• **Records supplied**:

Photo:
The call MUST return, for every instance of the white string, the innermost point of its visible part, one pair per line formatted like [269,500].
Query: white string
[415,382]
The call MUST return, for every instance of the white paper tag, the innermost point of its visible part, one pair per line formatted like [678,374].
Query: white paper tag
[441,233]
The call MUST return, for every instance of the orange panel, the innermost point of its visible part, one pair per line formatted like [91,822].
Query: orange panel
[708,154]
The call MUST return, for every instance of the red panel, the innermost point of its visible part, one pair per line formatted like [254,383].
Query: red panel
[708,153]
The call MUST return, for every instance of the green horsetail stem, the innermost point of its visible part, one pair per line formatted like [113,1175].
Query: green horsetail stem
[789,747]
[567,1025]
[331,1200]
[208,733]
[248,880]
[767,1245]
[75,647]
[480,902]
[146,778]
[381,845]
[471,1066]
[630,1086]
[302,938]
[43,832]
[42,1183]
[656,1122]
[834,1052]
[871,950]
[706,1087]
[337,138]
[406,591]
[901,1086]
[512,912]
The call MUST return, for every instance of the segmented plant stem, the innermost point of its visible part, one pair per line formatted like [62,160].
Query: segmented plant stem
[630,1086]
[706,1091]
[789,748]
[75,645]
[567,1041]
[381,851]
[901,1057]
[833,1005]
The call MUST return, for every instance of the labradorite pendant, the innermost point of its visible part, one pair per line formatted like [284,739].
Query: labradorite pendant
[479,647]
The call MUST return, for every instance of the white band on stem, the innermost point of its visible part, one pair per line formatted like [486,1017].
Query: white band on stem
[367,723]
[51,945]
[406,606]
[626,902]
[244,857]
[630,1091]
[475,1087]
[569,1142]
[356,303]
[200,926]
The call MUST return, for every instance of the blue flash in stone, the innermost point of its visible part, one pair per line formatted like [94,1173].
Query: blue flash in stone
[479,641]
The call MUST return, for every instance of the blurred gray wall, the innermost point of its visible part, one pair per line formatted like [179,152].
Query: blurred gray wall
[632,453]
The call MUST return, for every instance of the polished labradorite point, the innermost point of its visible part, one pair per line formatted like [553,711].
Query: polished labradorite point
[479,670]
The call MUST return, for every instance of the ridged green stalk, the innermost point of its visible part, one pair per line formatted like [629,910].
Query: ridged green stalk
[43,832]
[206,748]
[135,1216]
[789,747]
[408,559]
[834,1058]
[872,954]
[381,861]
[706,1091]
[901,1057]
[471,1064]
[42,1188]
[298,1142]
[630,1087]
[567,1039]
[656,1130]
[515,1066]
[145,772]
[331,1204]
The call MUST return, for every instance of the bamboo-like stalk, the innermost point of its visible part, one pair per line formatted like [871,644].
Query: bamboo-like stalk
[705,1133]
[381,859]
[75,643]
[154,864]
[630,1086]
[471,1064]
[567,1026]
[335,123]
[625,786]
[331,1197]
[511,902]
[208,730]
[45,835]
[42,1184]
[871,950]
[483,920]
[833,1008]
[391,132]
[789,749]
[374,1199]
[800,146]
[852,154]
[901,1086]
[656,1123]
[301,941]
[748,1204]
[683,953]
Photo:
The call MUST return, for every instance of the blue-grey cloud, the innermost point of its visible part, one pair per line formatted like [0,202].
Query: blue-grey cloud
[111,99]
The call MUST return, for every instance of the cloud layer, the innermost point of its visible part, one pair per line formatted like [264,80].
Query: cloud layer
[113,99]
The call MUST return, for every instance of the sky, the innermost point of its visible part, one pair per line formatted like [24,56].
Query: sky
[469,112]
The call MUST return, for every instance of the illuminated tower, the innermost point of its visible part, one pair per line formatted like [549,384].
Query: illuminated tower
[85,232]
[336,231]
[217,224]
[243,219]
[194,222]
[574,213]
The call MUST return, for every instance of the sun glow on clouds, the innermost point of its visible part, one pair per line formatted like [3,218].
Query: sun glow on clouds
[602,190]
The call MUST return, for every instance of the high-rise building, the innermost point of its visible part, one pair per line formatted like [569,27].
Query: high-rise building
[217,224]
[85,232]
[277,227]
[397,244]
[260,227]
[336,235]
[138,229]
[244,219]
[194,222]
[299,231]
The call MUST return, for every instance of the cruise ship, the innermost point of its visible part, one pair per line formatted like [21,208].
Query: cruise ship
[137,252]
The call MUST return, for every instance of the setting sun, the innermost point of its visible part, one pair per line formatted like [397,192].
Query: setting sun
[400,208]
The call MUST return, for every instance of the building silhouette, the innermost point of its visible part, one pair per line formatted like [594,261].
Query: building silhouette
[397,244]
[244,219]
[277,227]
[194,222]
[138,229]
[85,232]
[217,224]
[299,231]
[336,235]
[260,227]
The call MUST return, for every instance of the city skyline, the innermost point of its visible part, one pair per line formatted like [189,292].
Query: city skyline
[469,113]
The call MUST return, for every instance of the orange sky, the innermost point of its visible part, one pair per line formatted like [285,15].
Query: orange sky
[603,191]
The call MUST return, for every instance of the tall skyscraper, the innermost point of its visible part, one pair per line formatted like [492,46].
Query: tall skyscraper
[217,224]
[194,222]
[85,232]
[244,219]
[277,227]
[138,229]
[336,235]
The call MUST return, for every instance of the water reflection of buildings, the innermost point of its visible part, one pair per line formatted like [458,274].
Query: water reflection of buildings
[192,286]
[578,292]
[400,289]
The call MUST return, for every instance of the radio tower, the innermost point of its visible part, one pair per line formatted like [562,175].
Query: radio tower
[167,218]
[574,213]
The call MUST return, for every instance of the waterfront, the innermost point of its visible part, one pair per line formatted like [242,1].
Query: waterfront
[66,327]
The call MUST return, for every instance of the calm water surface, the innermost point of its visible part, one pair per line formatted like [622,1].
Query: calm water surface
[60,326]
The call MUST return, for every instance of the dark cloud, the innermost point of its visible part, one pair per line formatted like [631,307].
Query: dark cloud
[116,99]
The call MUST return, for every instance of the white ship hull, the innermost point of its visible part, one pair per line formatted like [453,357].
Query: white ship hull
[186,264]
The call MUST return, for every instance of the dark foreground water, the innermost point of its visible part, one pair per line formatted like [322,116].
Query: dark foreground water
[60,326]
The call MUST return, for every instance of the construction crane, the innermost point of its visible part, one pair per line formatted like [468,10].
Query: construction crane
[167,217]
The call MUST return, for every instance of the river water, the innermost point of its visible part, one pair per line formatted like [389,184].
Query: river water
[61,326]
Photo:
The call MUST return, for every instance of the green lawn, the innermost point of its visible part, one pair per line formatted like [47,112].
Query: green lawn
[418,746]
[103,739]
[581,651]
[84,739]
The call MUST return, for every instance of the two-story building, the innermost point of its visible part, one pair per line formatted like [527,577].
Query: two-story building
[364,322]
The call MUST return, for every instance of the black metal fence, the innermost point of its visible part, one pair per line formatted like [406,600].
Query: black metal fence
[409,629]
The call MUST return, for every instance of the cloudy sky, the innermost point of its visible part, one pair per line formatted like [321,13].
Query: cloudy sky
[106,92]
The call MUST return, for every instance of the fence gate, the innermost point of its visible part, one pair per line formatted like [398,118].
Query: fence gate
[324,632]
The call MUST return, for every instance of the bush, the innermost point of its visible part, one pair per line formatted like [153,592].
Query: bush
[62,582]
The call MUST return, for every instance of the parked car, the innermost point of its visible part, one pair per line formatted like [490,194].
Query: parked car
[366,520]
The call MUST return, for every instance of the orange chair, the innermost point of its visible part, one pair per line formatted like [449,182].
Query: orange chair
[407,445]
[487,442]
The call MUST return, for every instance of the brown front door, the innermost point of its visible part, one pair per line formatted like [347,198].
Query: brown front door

• **Your goal**: In the entries above, find the line containing "The call MUST return, for every instance of the cloudy". Set down that line and every line after it through the last one, exactly and alone.

• **Solution for this task**:
The call MUST return, for every instance of the cloudy sky, the innermost point of its visible part, one pair per line formatted like [321,13].
Query: cloudy sky
[106,92]
The call MUST return, for every instance of the fence gate, the innermost point of its visible part, one pair per line formatted like [398,118].
Query: fence gate
[324,632]
The call MUST return, for every instance of the bush, the innermost point of its visible part, one pair per line formatted like [153,592].
Query: bush
[62,582]
The call MUST return, for every instance of the parked car, the innermost point of its visible part, one pair per line formatted like [490,194].
Query: parked car
[366,520]
The call MUST return, for every instance of the orange chair, the innermost point of its visible part, one pair per line formatted like [449,182].
Query: orange chair
[407,445]
[487,442]
The call MUST return, for every instance of the brown front door, the innermost point of its visible part, one pair per line formatted like [347,198].
Query: brown front door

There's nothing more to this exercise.